* Exercise goal *
Render the item lines below as a Markdown table with the columns "Row" and "Item line," numbering each row and leaving out blank lines and any pictures.

+++ Data under study +++

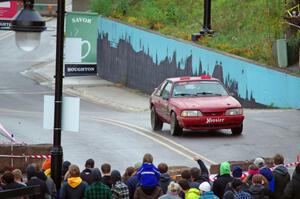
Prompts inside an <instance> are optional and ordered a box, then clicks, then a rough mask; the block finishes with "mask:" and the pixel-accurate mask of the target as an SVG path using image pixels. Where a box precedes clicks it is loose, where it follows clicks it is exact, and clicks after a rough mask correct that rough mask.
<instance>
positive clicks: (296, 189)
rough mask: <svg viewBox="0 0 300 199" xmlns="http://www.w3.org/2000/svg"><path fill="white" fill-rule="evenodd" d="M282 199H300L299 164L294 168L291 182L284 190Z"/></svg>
mask: <svg viewBox="0 0 300 199" xmlns="http://www.w3.org/2000/svg"><path fill="white" fill-rule="evenodd" d="M282 198H283V199H299V198H300V163H298V165H297V166H296V168H295V171H294V173H293V175H292V180H291V181H290V182H289V183H288V184H287V185H286V187H285V189H284V194H283V197H282Z"/></svg>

+++

* Response *
| Row | Item line |
|---|---|
| 1 | Prompts inside an <instance> are optional and ordered a box, then clicks, then a rough mask; the block finishes with "mask:" and the pixel-accurate mask of the target as an SVG path using image pixels. Where a box precedes clicks it is loose, where it follows clicks it is exact, and clicks after a rough mask correct that rough mask. |
| 2 | <instance> |
| 3 | positive clicks: (296, 189) |
| 4 | rough mask: <svg viewBox="0 0 300 199" xmlns="http://www.w3.org/2000/svg"><path fill="white" fill-rule="evenodd" d="M282 199H300L299 164L294 168L291 182L284 190Z"/></svg> |
| 5 | mask: <svg viewBox="0 0 300 199" xmlns="http://www.w3.org/2000/svg"><path fill="white" fill-rule="evenodd" d="M282 198H283V199H299V198H300V163H298V165H297V166H296V168H295V171H294V173H293V175H292V180H291V181H290V182H289V183H288V184H287V185H286V187H285V189H284V194H283V197H282Z"/></svg> |